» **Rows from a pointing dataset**
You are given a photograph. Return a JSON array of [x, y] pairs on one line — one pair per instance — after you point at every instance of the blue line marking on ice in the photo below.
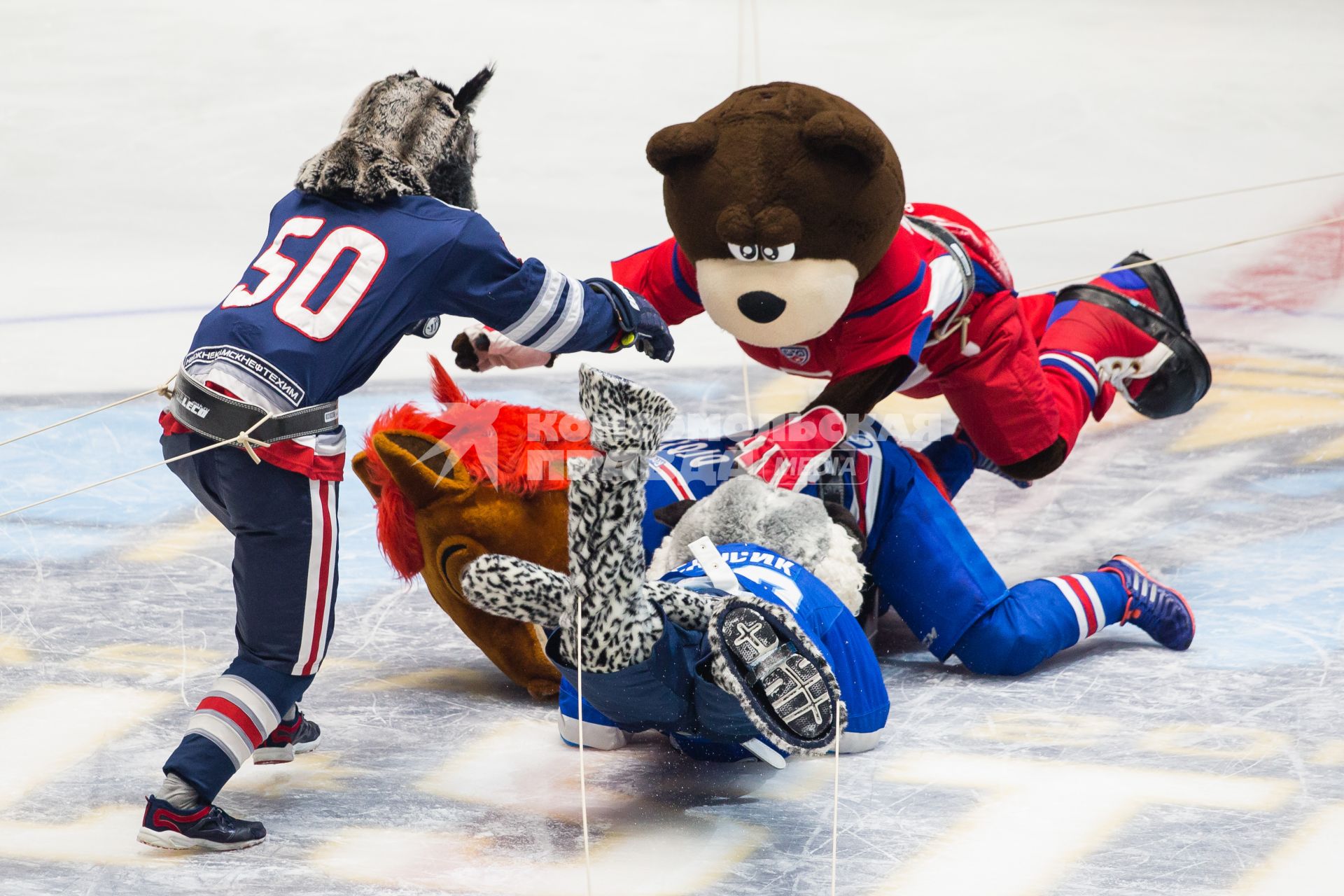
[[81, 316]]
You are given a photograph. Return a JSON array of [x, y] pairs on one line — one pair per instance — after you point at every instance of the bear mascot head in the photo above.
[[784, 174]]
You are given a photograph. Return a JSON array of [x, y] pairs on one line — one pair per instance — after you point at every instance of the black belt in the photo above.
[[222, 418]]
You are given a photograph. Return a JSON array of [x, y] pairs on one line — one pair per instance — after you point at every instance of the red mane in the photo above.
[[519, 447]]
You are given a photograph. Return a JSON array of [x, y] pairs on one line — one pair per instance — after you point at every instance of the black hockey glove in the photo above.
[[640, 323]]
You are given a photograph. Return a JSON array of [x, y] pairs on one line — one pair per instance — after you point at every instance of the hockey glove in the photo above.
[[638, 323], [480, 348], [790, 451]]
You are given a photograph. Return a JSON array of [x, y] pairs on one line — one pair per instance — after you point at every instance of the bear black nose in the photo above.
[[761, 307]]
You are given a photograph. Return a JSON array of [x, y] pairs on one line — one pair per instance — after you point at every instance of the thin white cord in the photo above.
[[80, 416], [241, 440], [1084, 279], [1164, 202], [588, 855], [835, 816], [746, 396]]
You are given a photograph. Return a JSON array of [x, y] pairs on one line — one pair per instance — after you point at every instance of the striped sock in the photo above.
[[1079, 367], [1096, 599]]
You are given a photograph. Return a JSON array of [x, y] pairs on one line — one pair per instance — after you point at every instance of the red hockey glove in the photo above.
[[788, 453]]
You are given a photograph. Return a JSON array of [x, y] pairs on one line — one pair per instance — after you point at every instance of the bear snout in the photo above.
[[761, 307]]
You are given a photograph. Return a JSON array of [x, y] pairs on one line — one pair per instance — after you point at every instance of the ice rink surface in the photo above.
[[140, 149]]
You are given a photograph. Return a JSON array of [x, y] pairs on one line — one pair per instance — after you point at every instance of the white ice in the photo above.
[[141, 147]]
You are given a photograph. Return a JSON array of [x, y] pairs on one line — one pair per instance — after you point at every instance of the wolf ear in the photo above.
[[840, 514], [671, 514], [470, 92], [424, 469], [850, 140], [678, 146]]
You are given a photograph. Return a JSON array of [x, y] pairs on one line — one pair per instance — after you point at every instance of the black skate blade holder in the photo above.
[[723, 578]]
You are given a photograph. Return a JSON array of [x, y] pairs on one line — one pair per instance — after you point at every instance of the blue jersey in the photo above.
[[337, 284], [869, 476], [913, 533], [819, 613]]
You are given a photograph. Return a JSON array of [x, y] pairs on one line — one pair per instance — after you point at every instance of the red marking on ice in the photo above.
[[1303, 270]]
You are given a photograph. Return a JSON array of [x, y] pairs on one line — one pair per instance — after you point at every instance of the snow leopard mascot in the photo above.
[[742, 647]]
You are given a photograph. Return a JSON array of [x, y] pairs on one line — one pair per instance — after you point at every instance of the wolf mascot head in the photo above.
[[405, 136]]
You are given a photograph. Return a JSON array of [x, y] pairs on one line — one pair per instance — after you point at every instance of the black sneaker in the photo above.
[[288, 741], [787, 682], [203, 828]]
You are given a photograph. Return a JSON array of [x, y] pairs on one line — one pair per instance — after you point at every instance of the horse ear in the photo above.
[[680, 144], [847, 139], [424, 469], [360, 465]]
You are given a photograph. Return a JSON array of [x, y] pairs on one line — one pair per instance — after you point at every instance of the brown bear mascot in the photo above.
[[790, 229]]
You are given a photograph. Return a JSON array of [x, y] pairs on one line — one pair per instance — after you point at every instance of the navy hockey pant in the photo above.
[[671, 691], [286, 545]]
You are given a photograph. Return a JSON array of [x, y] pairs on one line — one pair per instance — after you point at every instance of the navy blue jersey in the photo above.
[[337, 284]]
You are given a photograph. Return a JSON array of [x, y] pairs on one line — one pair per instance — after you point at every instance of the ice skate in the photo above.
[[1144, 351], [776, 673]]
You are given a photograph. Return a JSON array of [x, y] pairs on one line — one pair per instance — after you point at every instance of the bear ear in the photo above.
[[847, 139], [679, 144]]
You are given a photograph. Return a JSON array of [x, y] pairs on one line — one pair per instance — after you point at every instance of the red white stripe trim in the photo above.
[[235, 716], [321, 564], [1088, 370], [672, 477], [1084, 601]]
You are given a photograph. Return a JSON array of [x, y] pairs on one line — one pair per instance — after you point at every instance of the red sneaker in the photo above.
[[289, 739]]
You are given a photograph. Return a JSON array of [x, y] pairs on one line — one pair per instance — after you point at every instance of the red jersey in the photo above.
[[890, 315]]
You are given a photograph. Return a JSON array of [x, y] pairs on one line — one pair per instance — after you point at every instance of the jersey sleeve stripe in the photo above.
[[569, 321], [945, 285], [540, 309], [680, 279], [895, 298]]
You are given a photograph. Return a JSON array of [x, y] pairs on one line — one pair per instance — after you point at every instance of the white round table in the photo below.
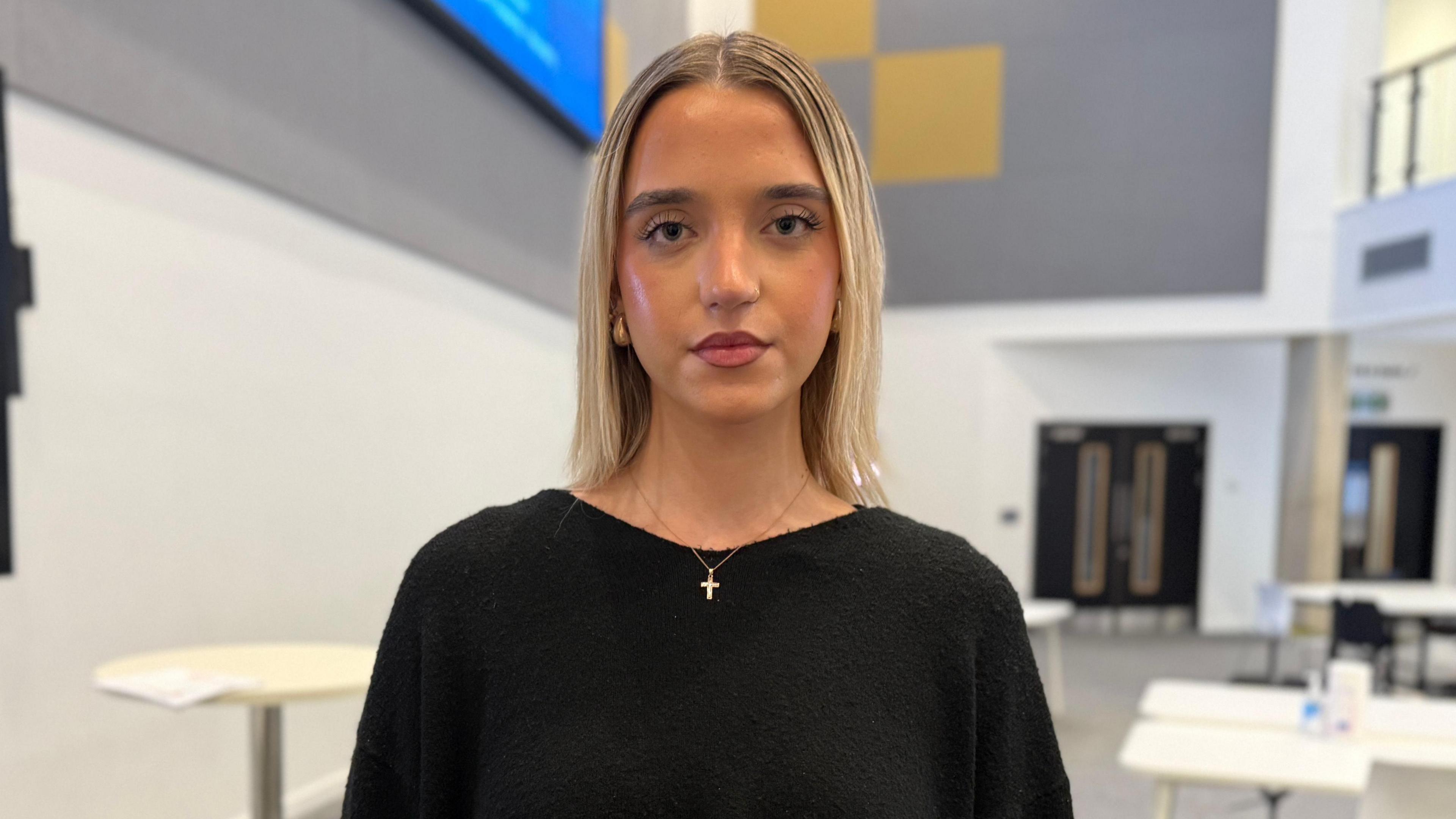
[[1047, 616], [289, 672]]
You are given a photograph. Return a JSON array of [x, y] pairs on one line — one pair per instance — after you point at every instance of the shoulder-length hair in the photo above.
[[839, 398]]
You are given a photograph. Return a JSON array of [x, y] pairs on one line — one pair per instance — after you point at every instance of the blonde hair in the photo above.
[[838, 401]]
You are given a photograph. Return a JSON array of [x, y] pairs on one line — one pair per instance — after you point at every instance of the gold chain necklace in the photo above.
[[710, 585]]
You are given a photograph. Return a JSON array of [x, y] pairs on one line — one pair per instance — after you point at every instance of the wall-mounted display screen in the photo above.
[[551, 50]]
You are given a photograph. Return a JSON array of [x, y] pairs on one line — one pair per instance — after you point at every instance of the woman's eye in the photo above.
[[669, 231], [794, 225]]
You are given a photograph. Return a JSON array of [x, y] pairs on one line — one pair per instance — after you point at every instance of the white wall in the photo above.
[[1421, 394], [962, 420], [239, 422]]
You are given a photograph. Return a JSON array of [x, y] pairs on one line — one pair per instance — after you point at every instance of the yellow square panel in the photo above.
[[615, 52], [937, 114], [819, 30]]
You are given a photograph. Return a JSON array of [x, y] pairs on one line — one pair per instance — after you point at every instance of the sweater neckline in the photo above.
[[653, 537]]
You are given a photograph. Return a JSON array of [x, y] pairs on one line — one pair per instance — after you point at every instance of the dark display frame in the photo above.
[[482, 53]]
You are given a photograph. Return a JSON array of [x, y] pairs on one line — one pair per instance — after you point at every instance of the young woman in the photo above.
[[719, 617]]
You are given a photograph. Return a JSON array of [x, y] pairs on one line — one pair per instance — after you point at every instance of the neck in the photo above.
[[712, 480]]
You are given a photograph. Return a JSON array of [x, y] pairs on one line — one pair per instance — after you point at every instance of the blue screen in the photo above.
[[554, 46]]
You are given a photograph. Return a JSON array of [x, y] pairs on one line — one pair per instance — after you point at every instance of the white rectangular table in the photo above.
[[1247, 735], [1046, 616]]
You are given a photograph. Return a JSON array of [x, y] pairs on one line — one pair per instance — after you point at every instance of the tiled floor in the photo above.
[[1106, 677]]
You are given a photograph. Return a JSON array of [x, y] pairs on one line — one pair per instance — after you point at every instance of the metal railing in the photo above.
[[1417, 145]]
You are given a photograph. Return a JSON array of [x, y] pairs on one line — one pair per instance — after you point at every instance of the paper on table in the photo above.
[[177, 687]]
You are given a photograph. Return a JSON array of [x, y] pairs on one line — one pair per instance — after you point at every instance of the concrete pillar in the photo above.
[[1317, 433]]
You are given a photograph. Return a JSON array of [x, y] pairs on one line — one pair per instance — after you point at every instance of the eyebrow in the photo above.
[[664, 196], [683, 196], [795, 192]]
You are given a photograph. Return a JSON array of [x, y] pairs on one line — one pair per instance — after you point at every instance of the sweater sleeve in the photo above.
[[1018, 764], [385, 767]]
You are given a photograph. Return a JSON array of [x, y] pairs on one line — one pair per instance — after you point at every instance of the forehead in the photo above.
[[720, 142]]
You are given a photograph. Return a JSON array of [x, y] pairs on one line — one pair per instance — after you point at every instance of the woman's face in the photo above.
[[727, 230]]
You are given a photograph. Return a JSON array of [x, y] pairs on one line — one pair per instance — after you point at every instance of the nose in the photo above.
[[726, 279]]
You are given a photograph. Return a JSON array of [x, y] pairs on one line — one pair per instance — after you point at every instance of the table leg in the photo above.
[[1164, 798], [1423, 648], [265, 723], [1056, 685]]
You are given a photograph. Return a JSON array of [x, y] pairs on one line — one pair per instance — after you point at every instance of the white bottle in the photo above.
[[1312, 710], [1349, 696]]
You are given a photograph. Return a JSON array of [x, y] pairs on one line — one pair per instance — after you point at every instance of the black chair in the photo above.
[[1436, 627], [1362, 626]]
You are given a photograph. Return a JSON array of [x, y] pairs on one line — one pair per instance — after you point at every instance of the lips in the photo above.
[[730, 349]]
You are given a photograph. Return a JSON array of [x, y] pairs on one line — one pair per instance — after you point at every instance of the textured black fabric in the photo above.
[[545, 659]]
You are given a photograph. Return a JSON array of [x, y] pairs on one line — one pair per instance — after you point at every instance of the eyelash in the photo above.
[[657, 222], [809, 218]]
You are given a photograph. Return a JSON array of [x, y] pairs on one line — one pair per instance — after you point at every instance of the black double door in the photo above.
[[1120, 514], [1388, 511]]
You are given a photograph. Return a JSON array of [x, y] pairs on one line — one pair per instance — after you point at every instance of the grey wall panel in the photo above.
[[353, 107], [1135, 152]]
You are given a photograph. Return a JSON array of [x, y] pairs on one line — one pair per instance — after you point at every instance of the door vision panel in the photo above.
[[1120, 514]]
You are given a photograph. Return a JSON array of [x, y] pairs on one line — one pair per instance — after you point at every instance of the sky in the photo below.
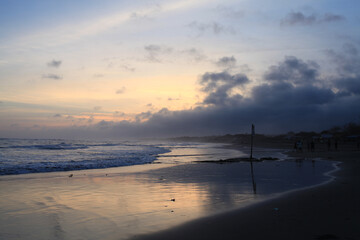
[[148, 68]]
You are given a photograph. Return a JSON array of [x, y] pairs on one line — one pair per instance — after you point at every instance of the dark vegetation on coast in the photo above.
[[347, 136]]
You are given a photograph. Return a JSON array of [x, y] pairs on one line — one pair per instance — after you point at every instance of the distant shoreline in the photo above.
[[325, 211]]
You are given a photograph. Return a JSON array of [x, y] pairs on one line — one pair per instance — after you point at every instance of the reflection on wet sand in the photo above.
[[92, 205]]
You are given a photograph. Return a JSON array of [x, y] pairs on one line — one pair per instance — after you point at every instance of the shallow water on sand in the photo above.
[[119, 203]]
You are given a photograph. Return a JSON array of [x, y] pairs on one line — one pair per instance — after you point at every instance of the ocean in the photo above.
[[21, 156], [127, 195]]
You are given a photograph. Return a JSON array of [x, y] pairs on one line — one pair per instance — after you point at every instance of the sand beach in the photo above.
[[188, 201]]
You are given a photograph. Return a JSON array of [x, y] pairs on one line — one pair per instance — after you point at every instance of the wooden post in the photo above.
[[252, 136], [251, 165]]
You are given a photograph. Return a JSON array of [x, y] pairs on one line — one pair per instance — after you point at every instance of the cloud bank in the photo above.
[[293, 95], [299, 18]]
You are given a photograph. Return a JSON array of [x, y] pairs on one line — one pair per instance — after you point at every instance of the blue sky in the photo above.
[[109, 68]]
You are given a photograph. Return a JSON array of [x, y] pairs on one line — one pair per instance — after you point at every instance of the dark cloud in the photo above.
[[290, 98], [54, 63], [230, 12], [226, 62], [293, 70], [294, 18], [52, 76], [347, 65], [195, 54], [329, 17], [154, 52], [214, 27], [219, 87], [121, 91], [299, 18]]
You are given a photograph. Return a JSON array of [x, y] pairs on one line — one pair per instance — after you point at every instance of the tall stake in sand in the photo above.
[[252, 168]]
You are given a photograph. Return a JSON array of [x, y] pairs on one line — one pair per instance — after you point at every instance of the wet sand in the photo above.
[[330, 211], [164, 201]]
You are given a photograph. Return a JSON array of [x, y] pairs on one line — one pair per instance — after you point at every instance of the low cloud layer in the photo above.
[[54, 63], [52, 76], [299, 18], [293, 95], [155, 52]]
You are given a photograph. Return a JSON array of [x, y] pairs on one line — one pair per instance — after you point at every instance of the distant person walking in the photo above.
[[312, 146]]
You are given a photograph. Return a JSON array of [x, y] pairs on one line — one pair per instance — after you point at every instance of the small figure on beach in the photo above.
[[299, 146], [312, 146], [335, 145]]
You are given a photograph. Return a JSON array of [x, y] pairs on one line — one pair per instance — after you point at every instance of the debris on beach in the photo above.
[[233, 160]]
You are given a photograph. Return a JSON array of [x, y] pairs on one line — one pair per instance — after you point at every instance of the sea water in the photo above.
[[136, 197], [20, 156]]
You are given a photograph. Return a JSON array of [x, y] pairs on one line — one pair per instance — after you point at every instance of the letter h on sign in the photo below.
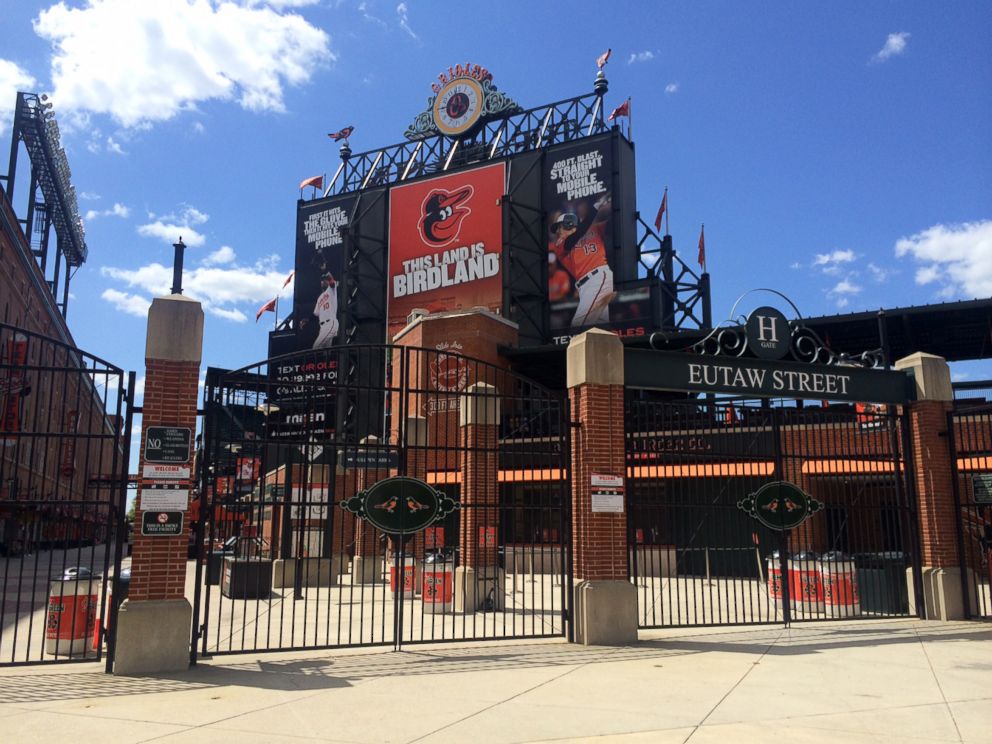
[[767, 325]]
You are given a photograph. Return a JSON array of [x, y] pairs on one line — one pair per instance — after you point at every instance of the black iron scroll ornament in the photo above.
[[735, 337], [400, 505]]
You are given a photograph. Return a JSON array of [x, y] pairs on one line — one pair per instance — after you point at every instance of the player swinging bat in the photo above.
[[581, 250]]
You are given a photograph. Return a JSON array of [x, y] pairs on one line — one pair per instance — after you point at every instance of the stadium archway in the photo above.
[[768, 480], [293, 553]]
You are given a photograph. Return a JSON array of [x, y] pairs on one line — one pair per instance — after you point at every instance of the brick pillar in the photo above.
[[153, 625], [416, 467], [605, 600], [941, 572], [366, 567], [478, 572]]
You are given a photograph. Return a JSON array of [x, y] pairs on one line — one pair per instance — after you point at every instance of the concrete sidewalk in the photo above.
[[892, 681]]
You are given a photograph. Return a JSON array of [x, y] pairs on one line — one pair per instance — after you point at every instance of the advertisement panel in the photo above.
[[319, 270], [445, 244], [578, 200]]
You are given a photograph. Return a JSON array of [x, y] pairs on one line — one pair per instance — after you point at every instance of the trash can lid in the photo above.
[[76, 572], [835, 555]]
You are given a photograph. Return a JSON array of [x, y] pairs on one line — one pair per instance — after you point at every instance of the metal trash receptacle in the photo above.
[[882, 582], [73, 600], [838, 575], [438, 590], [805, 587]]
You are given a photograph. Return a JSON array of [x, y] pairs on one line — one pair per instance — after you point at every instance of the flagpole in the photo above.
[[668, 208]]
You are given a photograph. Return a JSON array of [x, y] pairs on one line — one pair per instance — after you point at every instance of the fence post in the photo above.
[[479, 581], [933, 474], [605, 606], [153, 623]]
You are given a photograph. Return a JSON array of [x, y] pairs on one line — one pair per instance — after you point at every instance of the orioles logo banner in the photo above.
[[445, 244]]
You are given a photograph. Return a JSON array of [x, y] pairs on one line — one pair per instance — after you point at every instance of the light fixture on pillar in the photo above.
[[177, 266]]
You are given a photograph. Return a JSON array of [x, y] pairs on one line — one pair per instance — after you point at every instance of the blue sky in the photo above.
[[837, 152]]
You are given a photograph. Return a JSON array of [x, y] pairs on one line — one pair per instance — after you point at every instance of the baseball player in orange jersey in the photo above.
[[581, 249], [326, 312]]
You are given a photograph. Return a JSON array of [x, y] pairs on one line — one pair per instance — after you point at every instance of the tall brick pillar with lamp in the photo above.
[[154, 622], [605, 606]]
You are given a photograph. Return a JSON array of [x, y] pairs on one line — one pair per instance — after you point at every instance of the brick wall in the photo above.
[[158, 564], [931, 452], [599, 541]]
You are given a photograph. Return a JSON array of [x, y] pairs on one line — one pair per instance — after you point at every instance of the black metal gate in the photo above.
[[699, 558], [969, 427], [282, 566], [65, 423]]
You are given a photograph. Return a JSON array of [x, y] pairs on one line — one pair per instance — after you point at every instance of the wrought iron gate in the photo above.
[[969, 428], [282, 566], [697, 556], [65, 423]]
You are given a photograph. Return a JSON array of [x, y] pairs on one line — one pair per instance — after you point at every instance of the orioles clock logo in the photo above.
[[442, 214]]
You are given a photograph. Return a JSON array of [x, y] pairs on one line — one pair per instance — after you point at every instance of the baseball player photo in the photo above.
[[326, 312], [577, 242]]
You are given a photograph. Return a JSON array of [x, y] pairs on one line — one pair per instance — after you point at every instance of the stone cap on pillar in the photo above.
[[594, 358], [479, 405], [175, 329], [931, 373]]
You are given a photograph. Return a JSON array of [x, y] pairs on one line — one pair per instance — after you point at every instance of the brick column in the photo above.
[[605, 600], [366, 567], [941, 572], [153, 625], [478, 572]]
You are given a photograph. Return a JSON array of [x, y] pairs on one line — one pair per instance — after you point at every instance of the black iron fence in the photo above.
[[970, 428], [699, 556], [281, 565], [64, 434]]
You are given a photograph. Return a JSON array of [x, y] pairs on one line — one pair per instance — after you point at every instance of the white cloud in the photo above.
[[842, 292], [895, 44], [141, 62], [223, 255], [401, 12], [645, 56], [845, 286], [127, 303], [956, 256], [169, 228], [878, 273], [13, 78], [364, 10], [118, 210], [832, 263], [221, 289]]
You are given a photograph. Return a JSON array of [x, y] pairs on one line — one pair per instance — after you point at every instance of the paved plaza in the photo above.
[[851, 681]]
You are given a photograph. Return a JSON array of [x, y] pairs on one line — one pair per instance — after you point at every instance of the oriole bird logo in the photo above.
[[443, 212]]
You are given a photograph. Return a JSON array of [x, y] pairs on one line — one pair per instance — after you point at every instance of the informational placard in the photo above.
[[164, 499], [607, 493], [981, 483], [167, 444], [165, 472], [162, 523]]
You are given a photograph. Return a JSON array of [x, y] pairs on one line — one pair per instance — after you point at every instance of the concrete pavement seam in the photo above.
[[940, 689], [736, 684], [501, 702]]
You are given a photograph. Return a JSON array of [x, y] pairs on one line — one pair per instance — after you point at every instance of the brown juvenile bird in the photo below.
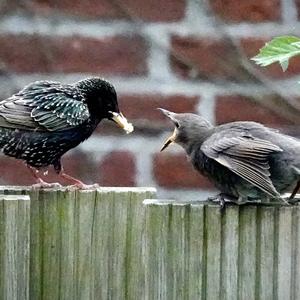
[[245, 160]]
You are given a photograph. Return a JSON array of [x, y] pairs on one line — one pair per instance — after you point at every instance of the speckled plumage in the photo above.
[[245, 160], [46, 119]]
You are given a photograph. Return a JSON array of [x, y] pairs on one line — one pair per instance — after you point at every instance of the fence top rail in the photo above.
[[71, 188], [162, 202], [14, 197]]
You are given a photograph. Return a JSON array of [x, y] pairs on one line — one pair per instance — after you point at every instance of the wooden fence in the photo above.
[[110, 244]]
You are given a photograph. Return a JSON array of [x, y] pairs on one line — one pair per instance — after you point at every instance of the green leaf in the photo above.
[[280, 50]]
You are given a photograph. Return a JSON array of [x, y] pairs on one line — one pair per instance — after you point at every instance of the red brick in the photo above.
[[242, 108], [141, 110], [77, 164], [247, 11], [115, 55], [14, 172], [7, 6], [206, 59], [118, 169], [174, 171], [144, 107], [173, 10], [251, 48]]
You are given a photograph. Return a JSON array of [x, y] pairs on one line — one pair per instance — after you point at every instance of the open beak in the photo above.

» **What to produce**
Render the records above as a Markdown table with the columns "Row" and "Text", starting at the first line and going through the line that contains "[[81, 316]]", with blank lines and pictures left out.

» **Solution to the problem**
| Row | Text |
|---|---|
| 1 | You are given a photograph. Return a JSON array of [x, y] pairs on one line — one pair per instance — after you point at every instance of the blue line marking on ice in the photo below. |
| 2 | [[81, 316]] |